↓

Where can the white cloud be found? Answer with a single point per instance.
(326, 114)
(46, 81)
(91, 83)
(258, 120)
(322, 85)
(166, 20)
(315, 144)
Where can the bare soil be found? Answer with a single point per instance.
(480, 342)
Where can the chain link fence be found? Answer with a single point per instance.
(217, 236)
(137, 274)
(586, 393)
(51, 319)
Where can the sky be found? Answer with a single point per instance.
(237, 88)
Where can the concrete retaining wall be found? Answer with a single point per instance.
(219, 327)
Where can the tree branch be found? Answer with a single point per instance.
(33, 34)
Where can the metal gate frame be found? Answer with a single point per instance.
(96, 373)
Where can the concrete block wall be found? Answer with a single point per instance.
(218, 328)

↑

What you have to do. Reproduce all of the records above, substituting "wire mesh fence" for "chain link fence" and leaving everything else unaltered.

Answer to this exercise.
Where can the white cloud be found? Answer with a single point per instance.
(326, 114)
(46, 81)
(91, 83)
(258, 120)
(322, 85)
(166, 20)
(315, 144)
Where can the bare soil be found? Answer with a single point per instance.
(480, 342)
Where can the wire mesh fence be found? Answer with a single point per instance.
(217, 236)
(137, 274)
(586, 393)
(51, 319)
Where can the sky be found? Answer with a single point per instance.
(237, 88)
Where can the concrete retaining wall be found? Answer with a single point per instance.
(219, 327)
Where can the tree branch be found? Answer with a single point per instance.
(33, 34)
Where can the metal gate frame be found? Answer with a single point per instance.
(96, 373)
Where can the concrete block wall be found? Answer with a single point per instance.
(218, 328)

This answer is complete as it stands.